| Work to complete |
Copy the data below, replacing "street lamp" with "lamp post" and keeping everything else unchanged. Omit the pictures from your copy.

| Raw data |

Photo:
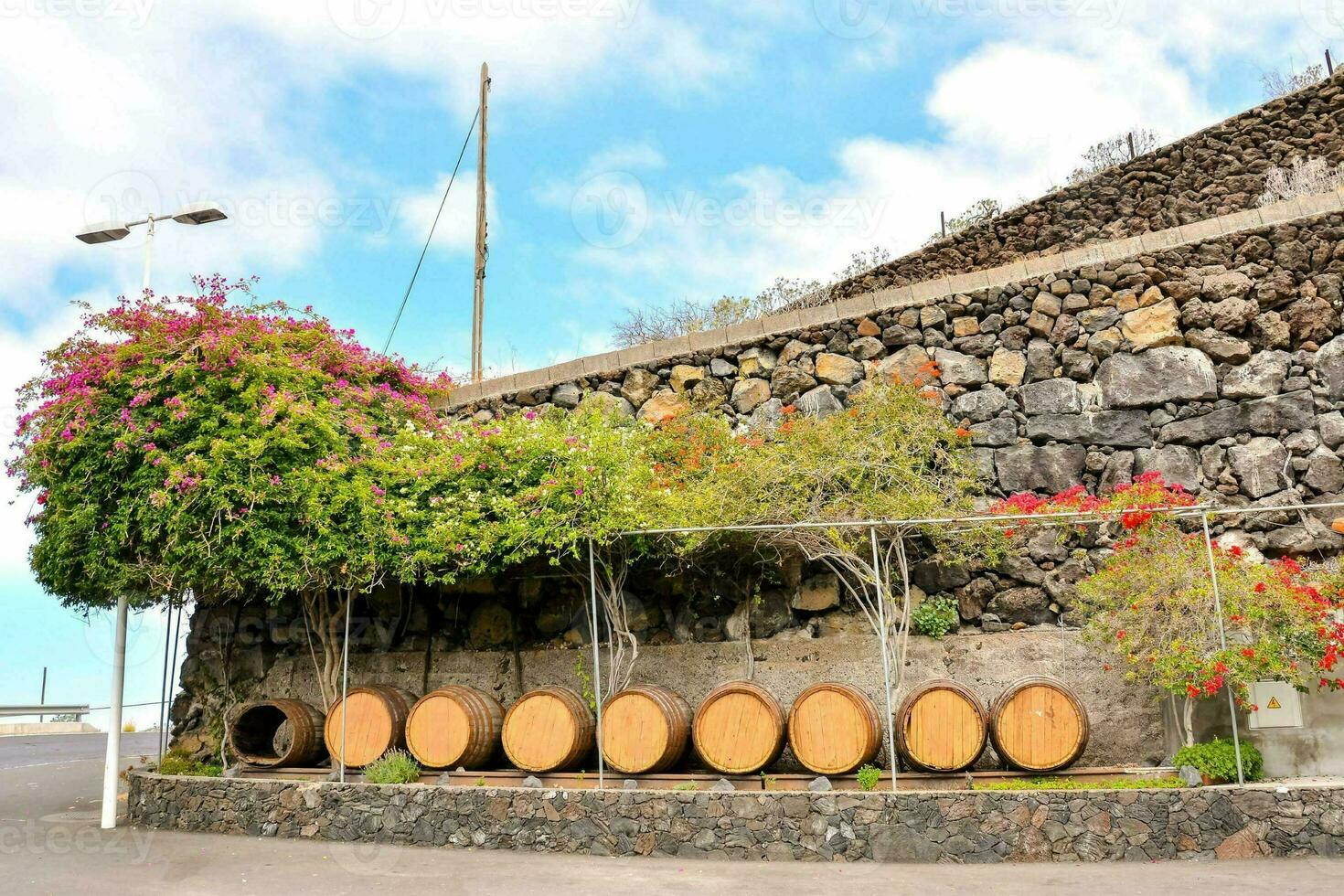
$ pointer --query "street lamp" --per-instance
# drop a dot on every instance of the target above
(113, 229)
(109, 232)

| Exercise result |
Photo:
$ pointer --query "lamp post" --per-instance
# drop a dot on every instance of the target above
(113, 229)
(109, 232)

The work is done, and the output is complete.